Traders frustrated with April 27 demos: ‘Economic loss for Malawi’

Some businesspeople in Malawi have expressed dismay with the April 27 nationwide demonstrations, saying the closure of shops during the protests resulted in them losing billions of kwacha in cash.

Shops shut shut down during the demo day

Protesters march along Kamuzu Highway in Blantyre, Malawi, April 27, 2018.

Shop owners in Lilongwe were advised not to open their shops by community police on fears that the demonstrations would degenerate to chaos.

A Malawian businessman of Asian descent who is into electronics and furniture business in Lilongwe’s Area 2 but refused to be named said he makes up to K1 million in a day, said he was greatly affected.

The same was shared among his colleagues who spoke to Nyasa Times but were conservative to be named for their “security.”

Business also came to a standstill in Malawi’s commercial capital Friday, with the city’s main road almost deserted and many shops and businesses temporarily closed, as hundreds of people marched against corruption and bad governance.

A small medium enterprise businesswoman who plies her trade in Limbe, Juliet Nsona, expressed similar sentiments.

“I am cash-strapped right now because just last week we paid school fees for our children. We are trying to pick up, and then the demonstrations come up. They have really affected us financially,” said Nsona.

In the Eastern city of Zomba the situation was the same, business at standstill.

The nationwide march  was peaceful, despite fears of a repeat of the 2011 anti-government demonstration in which 20 protesters were shot dead.

=== Do this ===
Please answer these questions using the article on the April 27 demonstrations in Malawi.
(a) Who advised shop owners in Lilongwe not to open their shops?
(b) What payment had Juliet Nsona made the week before the demonstrations?
(c) How many protesters were shot dead in the 2011 anti-government demonstration?

=== Supplied records ===
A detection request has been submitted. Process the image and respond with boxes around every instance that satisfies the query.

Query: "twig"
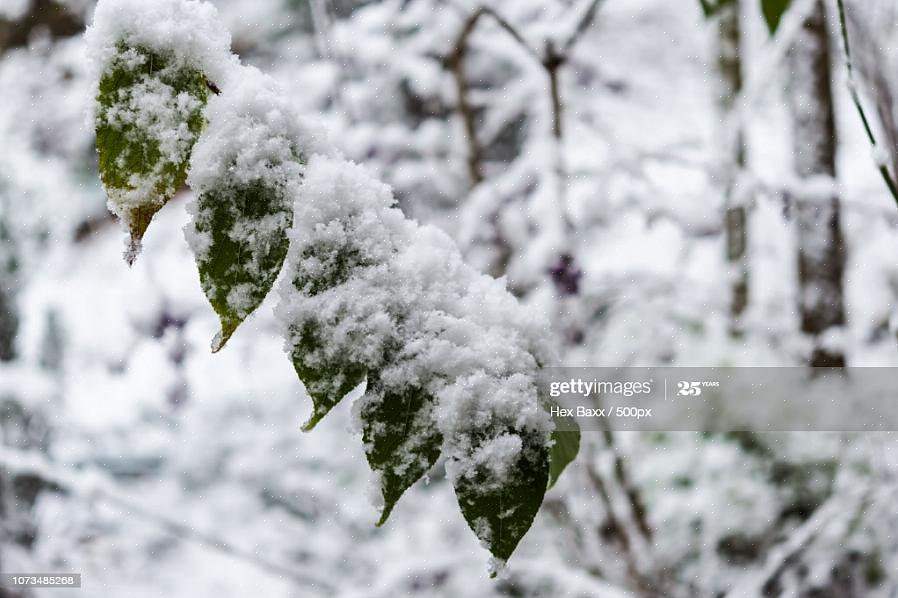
[725,486,870,598]
[602,426,652,544]
[0,448,334,593]
[836,0,898,209]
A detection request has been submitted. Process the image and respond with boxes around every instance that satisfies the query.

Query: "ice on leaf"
[186,67,310,351]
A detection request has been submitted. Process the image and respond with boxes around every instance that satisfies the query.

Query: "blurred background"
[0,0,898,598]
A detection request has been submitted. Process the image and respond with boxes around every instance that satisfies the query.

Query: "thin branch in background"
[836,0,898,204]
[0,448,333,593]
[602,422,652,544]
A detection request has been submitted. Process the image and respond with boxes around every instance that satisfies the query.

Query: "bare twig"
[836,0,898,209]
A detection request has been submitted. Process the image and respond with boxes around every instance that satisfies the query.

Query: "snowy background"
[0,0,898,598]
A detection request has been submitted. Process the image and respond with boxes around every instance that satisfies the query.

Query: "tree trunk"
[717,0,748,334]
[789,0,845,367]
[0,218,19,362]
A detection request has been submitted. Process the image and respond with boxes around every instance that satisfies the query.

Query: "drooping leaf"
[699,0,736,19]
[761,0,791,35]
[288,244,369,431]
[455,434,549,575]
[95,44,209,263]
[291,321,367,432]
[193,181,293,352]
[548,415,580,488]
[361,380,443,526]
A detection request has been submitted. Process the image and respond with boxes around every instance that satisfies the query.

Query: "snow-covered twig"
[725,485,871,598]
[836,0,898,204]
[0,447,333,592]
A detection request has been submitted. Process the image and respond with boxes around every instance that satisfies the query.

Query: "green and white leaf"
[290,321,367,432]
[455,433,549,574]
[548,415,580,488]
[186,67,307,351]
[95,43,209,263]
[699,0,737,19]
[761,0,791,35]
[193,180,293,352]
[361,379,443,526]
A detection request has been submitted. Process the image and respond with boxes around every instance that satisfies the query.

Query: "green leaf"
[361,380,443,526]
[761,0,791,35]
[193,181,293,352]
[291,321,366,432]
[548,415,580,488]
[95,44,209,263]
[288,243,371,431]
[455,432,549,576]
[699,0,736,19]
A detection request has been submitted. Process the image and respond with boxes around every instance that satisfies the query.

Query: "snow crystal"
[185,65,323,268]
[85,0,236,81]
[277,156,551,492]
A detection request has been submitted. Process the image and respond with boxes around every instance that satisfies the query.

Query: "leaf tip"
[300,412,323,432]
[123,234,143,267]
[374,503,393,527]
[212,319,238,353]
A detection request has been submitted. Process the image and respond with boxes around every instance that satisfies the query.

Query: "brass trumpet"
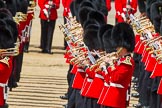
[90,52,118,70]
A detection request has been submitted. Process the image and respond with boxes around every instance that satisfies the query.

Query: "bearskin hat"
[112,22,135,52]
[88,11,106,25]
[83,25,100,50]
[102,29,116,53]
[97,24,113,50]
[5,19,18,43]
[79,6,94,27]
[5,0,17,16]
[0,8,13,19]
[0,20,14,49]
[0,0,5,8]
[83,19,99,30]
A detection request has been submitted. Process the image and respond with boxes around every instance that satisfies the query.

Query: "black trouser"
[24,21,32,52]
[64,17,67,49]
[40,19,56,51]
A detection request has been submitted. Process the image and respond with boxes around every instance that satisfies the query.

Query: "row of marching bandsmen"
[0,0,36,108]
[131,8,162,108]
[60,4,135,108]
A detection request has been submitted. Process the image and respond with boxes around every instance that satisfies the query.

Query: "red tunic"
[0,57,12,107]
[102,56,134,108]
[72,67,86,89]
[86,72,104,99]
[115,0,137,22]
[106,0,111,11]
[38,0,60,20]
[62,0,72,17]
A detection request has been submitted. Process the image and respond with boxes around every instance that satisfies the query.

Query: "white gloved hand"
[45,4,50,9]
[43,9,49,18]
[48,1,54,6]
[121,13,127,21]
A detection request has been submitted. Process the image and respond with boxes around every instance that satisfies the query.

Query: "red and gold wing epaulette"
[120,56,132,65]
[0,57,10,67]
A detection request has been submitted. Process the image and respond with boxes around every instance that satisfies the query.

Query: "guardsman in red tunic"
[38,0,60,54]
[0,9,18,108]
[102,23,135,108]
[62,0,72,49]
[115,0,137,23]
[24,0,36,52]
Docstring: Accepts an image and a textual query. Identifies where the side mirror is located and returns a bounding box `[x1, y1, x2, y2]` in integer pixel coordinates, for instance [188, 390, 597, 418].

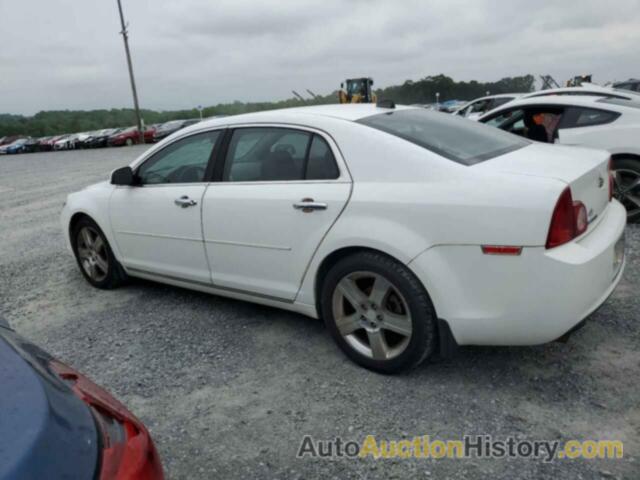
[111, 167, 136, 187]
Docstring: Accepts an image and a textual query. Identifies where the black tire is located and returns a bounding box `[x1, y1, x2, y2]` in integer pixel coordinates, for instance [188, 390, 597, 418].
[71, 217, 129, 290]
[320, 251, 437, 373]
[613, 157, 640, 223]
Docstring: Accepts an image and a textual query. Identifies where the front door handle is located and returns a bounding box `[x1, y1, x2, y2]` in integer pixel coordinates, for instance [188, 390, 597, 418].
[293, 198, 327, 213]
[174, 195, 198, 208]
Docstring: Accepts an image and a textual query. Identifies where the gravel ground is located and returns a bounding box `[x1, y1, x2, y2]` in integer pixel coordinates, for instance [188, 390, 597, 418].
[0, 147, 640, 480]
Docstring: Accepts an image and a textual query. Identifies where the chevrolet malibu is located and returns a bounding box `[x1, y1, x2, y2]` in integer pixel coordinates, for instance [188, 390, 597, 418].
[62, 102, 626, 373]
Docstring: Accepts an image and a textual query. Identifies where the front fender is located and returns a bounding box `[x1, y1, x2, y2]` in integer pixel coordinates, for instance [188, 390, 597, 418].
[60, 182, 120, 259]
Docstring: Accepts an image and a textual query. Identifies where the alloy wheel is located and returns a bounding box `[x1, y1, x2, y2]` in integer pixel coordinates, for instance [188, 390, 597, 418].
[332, 271, 412, 360]
[613, 168, 640, 221]
[76, 227, 109, 282]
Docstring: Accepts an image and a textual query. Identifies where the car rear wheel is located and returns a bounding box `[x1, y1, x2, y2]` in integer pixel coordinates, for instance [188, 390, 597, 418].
[72, 218, 128, 289]
[321, 252, 437, 373]
[613, 158, 640, 223]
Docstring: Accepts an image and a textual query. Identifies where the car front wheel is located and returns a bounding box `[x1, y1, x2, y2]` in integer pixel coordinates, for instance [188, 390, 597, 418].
[321, 251, 437, 373]
[71, 218, 128, 289]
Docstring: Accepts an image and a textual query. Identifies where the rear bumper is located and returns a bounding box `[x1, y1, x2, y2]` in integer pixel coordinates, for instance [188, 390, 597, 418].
[409, 201, 626, 345]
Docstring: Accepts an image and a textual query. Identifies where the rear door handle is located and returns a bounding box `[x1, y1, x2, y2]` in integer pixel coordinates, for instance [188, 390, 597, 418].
[293, 198, 327, 213]
[174, 195, 198, 208]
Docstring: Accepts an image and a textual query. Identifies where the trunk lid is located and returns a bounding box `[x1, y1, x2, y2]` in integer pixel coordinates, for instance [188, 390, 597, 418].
[471, 144, 611, 224]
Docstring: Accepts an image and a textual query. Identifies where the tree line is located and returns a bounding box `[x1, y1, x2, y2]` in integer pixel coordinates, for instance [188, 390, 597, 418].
[0, 75, 535, 137]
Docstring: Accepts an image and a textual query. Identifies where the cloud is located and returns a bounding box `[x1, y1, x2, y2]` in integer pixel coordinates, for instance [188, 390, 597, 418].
[0, 0, 640, 113]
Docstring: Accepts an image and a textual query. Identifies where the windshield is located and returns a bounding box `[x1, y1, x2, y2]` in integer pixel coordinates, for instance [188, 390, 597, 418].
[598, 97, 640, 108]
[347, 80, 364, 95]
[358, 109, 529, 165]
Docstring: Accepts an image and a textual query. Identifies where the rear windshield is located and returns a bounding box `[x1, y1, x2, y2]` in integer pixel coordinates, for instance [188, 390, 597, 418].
[358, 109, 529, 165]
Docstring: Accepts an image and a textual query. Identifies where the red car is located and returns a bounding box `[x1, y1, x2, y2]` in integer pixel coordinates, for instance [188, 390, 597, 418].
[107, 127, 155, 147]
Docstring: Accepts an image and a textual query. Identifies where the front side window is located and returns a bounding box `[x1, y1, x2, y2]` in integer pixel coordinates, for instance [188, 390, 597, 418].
[136, 131, 221, 185]
[305, 135, 340, 180]
[358, 109, 528, 165]
[222, 127, 339, 182]
[563, 107, 620, 128]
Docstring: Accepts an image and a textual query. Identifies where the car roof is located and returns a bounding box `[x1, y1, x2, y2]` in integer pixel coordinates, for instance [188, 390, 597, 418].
[525, 84, 637, 98]
[490, 95, 625, 109]
[185, 103, 418, 130]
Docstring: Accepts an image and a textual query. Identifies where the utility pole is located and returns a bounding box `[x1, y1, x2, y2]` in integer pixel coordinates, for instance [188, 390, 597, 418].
[118, 0, 144, 143]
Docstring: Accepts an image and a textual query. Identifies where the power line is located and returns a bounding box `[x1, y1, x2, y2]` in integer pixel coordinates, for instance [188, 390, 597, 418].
[118, 0, 144, 143]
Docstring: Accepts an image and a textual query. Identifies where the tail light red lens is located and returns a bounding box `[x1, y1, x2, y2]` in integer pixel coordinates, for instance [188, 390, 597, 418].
[482, 245, 522, 256]
[49, 360, 164, 480]
[546, 187, 589, 248]
[609, 158, 614, 201]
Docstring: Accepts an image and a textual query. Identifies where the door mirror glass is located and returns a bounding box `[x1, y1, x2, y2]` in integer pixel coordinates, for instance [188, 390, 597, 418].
[111, 167, 135, 186]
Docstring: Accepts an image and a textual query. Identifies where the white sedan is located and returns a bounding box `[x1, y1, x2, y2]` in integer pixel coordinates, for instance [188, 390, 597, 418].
[452, 93, 523, 120]
[479, 95, 640, 222]
[62, 104, 626, 372]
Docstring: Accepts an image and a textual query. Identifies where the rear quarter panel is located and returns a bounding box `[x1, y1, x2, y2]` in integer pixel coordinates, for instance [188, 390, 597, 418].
[297, 126, 566, 305]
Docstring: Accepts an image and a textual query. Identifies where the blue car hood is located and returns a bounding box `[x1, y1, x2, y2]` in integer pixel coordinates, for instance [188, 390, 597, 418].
[0, 324, 99, 480]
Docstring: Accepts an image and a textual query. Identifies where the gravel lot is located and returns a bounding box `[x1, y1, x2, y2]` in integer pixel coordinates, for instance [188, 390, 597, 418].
[0, 147, 640, 479]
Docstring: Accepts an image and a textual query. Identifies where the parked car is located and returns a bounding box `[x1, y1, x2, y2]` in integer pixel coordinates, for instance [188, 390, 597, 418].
[22, 138, 41, 153]
[436, 100, 467, 113]
[613, 78, 640, 92]
[153, 118, 200, 142]
[38, 136, 56, 152]
[61, 102, 626, 372]
[84, 128, 123, 148]
[453, 93, 522, 120]
[520, 83, 639, 100]
[144, 125, 158, 143]
[0, 318, 163, 480]
[107, 127, 146, 147]
[0, 138, 29, 154]
[53, 135, 76, 150]
[480, 95, 640, 221]
[40, 135, 66, 151]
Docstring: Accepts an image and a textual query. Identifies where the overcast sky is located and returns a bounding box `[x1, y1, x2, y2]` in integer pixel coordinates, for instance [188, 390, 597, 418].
[0, 0, 640, 114]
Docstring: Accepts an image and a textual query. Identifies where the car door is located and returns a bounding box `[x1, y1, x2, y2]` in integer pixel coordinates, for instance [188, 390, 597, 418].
[202, 127, 351, 301]
[109, 131, 222, 284]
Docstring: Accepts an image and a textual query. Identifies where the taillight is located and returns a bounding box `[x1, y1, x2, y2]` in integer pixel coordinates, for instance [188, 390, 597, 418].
[573, 202, 589, 237]
[482, 245, 522, 256]
[49, 360, 164, 480]
[546, 187, 589, 248]
[609, 158, 614, 201]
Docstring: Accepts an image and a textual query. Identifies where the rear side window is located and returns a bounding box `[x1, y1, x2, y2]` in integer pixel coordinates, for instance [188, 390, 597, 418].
[598, 98, 640, 108]
[358, 109, 529, 165]
[222, 127, 339, 182]
[491, 97, 513, 110]
[562, 107, 620, 128]
[305, 135, 340, 180]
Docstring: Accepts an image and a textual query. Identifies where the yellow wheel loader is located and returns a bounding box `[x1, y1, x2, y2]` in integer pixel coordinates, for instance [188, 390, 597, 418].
[338, 77, 377, 103]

=== Finished task ===
(a) Community police
(b) School fees for her children
(c) 20